--- Start of SOURCE PASSAGE ---

Rotterdam, April 10th, 2025

NOTICE AND AGENDA OF THE EXTRAORDINARY GENERAL MEETING on April 28th, 2025

The shareholders and other persons entitled to attend the meeting are hereby notified that an extraordinary general meeting of shareholders (the "EGM") of Pryme N.V. (the "Company") will be held on:

Monday April 28th, 2025, at 10:00 CET

at the Company's offices in

Fascinatio Boulevard 220, NL-3065 WB Rotterdam, The Netherlands

The following items are on the agenda:

  • 1. Opening of the EGM. The EGM will be opened and chaired by Henning E. Jensen, chair of the supervisory board of the Company.
  • 2. Increase of issued share capital by way of a Private Placement and exclusion of preemptive rights (voting item)
  • 3. Delegation to the supervisory board of the power to issue shares in fulfilment of a potential subsequent offering (voting item)
  • 4. Amendment (partial) of the Company's articles of association and authorization to execute the deed of amendment (voting item)
  • 5. Any other Business
  • 6. Closing

Agenda items 2-4 are voting items.

For the explanatory notes on the proposal made under agenda items 2–4, please refer to Appendix 1: "The proposal for the resolutions to be passed by the general meeting under agenda items 2 – 4."

Registration procedures and general information

Shareholders who wish to attend the extraordinary general meeting of shareholders (herein also referred to as the "EGM") in person or with a representative are required to show proof of shareholding upon entering the venue of the EGM. Only shareholders registered in the VPS share register as of Tuesday April 22nd, 2025 (the "Record Date") are entitled to exercise their right to attend and/or vote at the EGM in Rotterdam on Monday April 28th, 2025.

The shareholders have the right to speak at the EGM, the right to be accompanied by an advisor, to give such an advisor the right to speak, and the right to present alternatives to the supervisory board's proposals in respect of matters on the agenda at the EGM.

It will not be possible to attend the EGM electronically. Shareholders are encouraged to vote in advance or by proxy. Prior to the EGM, it will also be possible to ask questions to the Company's management board and supervisory board via [email protected] .

--- End of SOURCE PASSAGE ---
--- Start of ENTRIES ---

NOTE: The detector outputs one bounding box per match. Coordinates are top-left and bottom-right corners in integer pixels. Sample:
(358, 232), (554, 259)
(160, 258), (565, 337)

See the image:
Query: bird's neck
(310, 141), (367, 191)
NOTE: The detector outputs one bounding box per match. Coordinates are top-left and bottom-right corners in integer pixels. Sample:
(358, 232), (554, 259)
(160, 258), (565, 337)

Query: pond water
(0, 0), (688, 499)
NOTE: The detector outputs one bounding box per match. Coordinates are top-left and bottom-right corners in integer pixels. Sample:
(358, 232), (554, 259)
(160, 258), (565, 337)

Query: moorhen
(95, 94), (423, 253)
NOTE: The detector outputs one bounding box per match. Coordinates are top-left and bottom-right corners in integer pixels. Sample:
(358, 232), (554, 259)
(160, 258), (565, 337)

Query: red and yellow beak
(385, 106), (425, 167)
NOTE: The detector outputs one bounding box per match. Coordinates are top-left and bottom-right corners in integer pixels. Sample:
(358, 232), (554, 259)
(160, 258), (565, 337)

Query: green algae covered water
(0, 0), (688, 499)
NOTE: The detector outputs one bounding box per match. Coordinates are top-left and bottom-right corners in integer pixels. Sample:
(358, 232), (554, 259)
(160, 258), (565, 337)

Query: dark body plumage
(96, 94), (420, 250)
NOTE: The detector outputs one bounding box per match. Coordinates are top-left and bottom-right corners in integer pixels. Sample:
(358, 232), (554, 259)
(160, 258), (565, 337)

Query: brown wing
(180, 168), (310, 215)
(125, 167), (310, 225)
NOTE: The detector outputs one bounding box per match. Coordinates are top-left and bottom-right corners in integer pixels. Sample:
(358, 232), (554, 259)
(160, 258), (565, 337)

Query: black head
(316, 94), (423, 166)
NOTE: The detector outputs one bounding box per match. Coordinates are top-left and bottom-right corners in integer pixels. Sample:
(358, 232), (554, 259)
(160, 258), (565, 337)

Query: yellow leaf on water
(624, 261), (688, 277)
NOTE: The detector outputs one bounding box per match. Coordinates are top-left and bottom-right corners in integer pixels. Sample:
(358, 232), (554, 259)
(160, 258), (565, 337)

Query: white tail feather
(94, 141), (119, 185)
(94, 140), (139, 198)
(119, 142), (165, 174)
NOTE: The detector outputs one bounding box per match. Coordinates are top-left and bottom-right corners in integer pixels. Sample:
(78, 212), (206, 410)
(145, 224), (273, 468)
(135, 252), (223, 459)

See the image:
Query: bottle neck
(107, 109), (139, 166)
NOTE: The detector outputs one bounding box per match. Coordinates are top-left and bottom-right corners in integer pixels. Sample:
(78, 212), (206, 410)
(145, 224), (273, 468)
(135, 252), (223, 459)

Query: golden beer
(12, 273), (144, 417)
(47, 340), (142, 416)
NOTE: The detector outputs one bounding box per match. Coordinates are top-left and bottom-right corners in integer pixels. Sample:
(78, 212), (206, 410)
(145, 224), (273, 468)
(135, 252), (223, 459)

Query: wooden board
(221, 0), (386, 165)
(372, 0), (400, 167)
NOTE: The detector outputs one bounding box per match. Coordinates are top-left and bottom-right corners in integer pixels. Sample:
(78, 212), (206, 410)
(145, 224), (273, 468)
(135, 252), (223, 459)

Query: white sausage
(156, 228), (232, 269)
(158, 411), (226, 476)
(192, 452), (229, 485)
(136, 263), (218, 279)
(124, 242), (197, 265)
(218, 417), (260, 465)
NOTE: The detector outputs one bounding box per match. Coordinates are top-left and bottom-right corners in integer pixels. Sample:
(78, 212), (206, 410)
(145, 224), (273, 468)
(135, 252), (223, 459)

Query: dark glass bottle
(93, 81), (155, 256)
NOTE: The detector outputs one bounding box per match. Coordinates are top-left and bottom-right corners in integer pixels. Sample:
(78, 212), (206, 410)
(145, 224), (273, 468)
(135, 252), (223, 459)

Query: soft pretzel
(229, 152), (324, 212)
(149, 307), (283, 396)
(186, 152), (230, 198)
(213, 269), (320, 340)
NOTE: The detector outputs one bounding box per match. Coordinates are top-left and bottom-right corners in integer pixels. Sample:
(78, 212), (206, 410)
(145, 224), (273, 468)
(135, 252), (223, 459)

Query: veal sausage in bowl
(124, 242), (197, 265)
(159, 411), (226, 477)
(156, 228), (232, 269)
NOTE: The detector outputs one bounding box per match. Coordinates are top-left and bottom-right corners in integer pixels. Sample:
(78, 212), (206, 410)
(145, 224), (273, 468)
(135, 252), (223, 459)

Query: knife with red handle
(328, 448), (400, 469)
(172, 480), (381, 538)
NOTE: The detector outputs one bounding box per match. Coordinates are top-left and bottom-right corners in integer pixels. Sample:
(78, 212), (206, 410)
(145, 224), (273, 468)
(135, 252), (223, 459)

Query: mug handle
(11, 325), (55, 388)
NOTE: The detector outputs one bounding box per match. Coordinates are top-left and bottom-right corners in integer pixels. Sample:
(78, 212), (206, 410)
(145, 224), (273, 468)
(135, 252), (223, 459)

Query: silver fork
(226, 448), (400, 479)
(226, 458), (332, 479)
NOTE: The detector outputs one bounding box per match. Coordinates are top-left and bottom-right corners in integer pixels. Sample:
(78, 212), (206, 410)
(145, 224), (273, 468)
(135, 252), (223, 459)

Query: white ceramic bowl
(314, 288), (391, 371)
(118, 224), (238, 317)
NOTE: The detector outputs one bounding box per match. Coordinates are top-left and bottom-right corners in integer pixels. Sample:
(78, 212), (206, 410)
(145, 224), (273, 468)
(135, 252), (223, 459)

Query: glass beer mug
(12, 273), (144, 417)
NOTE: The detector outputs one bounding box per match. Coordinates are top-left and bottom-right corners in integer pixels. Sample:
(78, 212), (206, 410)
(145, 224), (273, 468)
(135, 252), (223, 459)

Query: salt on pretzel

--- End of ENTRIES ---

__WRITTEN INSTRUCTION 1__:
Please answer these questions from the meeting notice:
(a) Who will open and chair the EGM?
(b) What date is set as the Record Date?
(c) At what address will the EGM be held?
__WRITTEN INSTRUCTION 2__:
Extend the meeting notice by writing what comes next after its final sentence.
The records are separate material from the meeting notice.

__ANSWER 1__:
(a) Henning E. Jensen, chair of the supervisory board of the Company.
(b) Tuesday April 22nd, 2025.
(c) Fascinatio Boulevard 220, NL-3065 WB Rotterdam, The Netherlands.

__ANSWER 2__:
Registration for admission to the EGM will take place at the venue of the EGM on Monday April 28th, 2025, between 09:00 and 09:30 CET before the start of the Meeting. Registration will not be possible after this time.

Voting

Shareholders attending the EGM will have the opportunity to vote on voting items.

Shareholders not attending the EGM can give a proxy and voting instructions. These shareholders must ensure the duly completed and signed proxy including, as appropriate, voting instructions will be received pursuant to the instructions contained in the proxy form attached as Appendix 2.

At the date of this convocation, the Company has issued 8,810,444 ordinary shares each carrying one vote. All shares have equal rights. On the date of this notification, the Company held 218 treasury shares for which voting rights may not be exercised.

Shareholder engagement

The EGM also serves as a forum for shareholders to engage with the Company's management board and supervisory board. The shareholders attending the EGM have the right to raise questions and to speak at the EGM, the right to be accompanied by an advisor, to give such advisor the right to speak, and the right to present alternatives to the supervisory board's proposals in respect of matters on the EGM agenda.

EGM documentation

The EGM documentation consists of this notice and the following attachments:

  • Appendix 1: The proposal for the resolutions to be voted on by the general meeting of the Company (the "General Meeting") under agenda items 2–4.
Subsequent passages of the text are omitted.